* _EXTRACTED DATA_
-=-=-

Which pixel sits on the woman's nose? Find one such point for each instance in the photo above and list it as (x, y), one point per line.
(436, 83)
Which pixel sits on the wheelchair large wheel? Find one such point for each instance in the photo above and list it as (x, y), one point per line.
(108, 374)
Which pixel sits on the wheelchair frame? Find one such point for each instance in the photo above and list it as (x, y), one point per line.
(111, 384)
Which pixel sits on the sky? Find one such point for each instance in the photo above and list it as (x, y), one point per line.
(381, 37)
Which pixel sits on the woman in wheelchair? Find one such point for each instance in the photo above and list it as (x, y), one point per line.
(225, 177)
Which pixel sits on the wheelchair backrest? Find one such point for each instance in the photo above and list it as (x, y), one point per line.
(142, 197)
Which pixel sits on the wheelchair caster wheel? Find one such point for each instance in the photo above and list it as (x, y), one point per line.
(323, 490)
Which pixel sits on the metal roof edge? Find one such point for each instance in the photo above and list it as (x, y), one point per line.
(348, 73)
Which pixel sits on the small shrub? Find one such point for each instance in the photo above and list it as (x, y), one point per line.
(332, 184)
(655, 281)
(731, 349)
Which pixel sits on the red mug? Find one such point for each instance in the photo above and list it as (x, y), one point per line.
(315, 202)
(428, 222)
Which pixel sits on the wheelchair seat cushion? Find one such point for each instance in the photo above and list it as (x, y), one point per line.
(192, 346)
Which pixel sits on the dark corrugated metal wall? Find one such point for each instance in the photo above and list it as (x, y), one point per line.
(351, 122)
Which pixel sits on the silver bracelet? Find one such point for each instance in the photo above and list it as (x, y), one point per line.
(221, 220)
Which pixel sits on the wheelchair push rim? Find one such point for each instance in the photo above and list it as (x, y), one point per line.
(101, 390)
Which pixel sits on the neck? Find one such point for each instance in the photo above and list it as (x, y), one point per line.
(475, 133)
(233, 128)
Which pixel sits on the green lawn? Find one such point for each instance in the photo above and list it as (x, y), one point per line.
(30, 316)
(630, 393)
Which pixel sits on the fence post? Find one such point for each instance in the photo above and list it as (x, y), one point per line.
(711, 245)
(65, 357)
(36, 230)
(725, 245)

-=-=-

In full and without alteration, return the listing above.

Which pixel sits on the woman's nose? Find one such point for each instance in the photo above and list it as (x, y), one point per line.
(436, 83)
Which pixel sits on the wheelchair large wheel? Find one such point for each instance in the photo above and list it as (x, y), one point per line.
(108, 374)
Which pixel sits on the wheelchair frame? Find one such point for each instance in the photo above and list it as (x, y), one point per line.
(111, 384)
Which pixel sits on the sky? Find one such point for each instance in the photo above and list it as (x, y), one point per line.
(381, 37)
Which pixel sits on the woman in wheelchair? Find one such point for each instance in the photo above and list it as (x, y), one point per line.
(225, 177)
Which pixel sits on the wheelchair backrest? Find one such point for each instance in the photo above and list it as (x, y), one point per line.
(142, 197)
Which pixel sits on the wheelchair caster wheel? Find one such point for each instance in the photo above and list it as (x, y), one point per line.
(323, 490)
Which pixel sits on the metal roof edge? Find one such point for each instance in the photo above and list it as (x, y), one point per line.
(348, 73)
Which pixel sits on the small shrub? Find one such point for each instance in the photo above and list it as (x, y), one point per line.
(332, 184)
(655, 281)
(731, 349)
Which pixel sits on the red mug? Find one such point for each instance in the photo above and list it as (x, y), one point per line.
(315, 202)
(428, 222)
Which pixel sits on the wheelchair seat cushion? Find one such point for each instance in the photo above and list it as (x, y), one point per line.
(192, 346)
Which pixel sits on the dark corrugated metal wall? Find one such point for each instance in the photo above and list it as (x, y), one point per line.
(351, 122)
Which pixel sits on the silver bracelet? Find one such point for each instance in the photo above and list it as (x, y), one point per line.
(221, 220)
Which pixel sits on the wheelchair push rim? Find one such point for each instance in the photo above and list it as (x, y), one point per line.
(101, 390)
Which pixel sits on the neck? Find one such point for each instance in the photo above and list it as (x, y), one point per line.
(475, 133)
(233, 128)
Which pixel sits on the green lawn? Find one such point for each instance in the photo above and list it as (x, y), one point per line.
(30, 316)
(630, 393)
Which pixel sits on the fence post? Find one such point for each instance in the photo above and list it as (x, y), one point per line.
(711, 245)
(65, 357)
(36, 230)
(725, 245)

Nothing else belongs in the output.